• EXERCISE
Reproduce the entries below, everything from the line containing "[mark] the covered" down to the end of the entries and nothing else, requests included. Scale each answer coordinate by 1.75 and round it to a whole number, with halves rounding up, but leave the numbers in the requests and their samples unchanged.

• Pointing and labeling entries
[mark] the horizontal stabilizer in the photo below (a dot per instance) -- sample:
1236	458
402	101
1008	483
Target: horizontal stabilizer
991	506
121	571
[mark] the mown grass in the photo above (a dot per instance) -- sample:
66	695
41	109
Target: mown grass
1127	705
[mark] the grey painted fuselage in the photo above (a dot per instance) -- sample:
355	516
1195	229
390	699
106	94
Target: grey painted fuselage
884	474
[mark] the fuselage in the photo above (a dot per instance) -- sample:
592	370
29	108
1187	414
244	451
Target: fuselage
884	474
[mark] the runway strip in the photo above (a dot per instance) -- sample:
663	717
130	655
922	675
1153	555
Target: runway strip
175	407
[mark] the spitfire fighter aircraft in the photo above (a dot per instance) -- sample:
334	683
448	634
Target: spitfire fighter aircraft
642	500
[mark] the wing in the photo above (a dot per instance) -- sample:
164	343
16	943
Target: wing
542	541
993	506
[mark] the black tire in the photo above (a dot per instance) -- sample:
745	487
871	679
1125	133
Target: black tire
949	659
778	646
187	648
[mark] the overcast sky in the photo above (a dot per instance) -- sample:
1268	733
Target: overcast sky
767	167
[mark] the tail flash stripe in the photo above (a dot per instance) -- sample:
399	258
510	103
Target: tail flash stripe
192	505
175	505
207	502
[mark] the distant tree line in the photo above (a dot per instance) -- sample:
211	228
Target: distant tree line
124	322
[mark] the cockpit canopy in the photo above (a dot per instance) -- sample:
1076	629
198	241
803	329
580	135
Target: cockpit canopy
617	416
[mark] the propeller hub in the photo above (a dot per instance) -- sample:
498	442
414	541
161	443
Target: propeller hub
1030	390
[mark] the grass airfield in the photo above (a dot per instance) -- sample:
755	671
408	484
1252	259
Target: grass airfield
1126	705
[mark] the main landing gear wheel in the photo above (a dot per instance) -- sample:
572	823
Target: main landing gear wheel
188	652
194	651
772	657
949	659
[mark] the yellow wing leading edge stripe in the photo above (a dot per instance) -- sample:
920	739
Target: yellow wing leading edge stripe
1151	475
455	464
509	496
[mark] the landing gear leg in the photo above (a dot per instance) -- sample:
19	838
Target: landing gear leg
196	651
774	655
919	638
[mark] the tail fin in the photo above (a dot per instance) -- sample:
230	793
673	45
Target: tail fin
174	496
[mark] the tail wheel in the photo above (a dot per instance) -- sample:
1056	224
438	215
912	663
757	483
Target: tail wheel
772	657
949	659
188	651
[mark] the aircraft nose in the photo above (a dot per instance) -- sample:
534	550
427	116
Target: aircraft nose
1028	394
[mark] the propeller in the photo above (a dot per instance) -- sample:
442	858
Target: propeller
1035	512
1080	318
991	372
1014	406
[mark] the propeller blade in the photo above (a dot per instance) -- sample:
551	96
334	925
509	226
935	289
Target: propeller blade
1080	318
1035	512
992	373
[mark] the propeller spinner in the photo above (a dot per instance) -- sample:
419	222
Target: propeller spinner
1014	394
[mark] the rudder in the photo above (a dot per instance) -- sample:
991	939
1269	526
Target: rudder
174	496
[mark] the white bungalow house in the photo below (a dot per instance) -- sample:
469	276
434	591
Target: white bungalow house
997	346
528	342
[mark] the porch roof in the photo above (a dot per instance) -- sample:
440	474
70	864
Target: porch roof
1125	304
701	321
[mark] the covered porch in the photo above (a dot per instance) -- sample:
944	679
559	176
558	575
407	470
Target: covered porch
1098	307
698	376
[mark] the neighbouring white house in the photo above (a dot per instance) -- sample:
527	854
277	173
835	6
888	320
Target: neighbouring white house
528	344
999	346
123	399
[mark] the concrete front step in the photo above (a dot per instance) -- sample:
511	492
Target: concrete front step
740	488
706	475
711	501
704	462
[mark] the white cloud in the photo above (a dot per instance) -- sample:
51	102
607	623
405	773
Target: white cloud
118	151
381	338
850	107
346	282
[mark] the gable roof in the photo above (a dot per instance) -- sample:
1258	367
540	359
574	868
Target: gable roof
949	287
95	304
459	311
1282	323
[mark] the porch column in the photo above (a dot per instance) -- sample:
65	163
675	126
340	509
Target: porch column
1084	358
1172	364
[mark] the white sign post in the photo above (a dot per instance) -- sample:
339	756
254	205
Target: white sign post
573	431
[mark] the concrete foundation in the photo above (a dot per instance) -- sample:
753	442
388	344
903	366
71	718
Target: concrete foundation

• SOLUTION BELOW
[mark] the covered porch in the photo above (a dot per instance) -- sample:
944	679
559	176
558	575
407	470
Target: covered porch
1922	537
1222	658
[mark] the neighbouring white house in the photo above (a dot per instance) -- sample:
527	854
277	173
835	6
888	320
Target: neighbouring white house
924	602
1748	606
215	698
[mark] the concrete front step in the photo above (a dot per instance) -- sample:
511	492
Target: concrete front step
1295	854
1236	831
1244	877
1232	809
[mark] the white cloud in the photo above (a dot per instance) -- sample:
51	102
607	623
405	773
Target: white cloud
207	264
667	592
1488	187
606	494
[mark] the gable roof in the photo above (a dot per instance) -- sample:
1258	367
540	359
574	868
Target: gable roof
1661	502
166	532
803	544
2244	565
[mark] the porch column in the photo above (a dot per instance) -- sample:
65	163
675	126
340	509
Target: porch column
1897	627
2051	637
[mark] the white sign post in the photo above (a dot per instance) -- sample:
339	756
254	205
Target: white sign post
1003	754
[mark] the concrete foundation in the photo above (a dot per instance) -- sample:
753	442
388	344
903	366
71	718
Target: concrete foundation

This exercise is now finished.